EXERCISE:
Identify each line of the data below that contains the string "shown", matching case exactly, and copy those lines in full.

AVAILABLE DATA:
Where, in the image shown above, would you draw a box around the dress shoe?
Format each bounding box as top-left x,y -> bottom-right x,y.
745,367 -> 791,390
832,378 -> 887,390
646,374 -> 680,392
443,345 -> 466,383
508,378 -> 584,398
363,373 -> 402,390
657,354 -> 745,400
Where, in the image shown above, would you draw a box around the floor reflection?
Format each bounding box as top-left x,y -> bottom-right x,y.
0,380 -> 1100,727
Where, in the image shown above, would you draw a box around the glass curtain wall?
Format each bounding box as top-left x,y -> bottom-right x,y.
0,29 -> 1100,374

ANSWER FOR THE TASK:
Where, in the image shown above, would you draw a box around the dress shoe?
Where, in the image shown above, would you draw a box around the floor reflection?
Where, in the image shown above, would you draw a box around the glass curtain wall?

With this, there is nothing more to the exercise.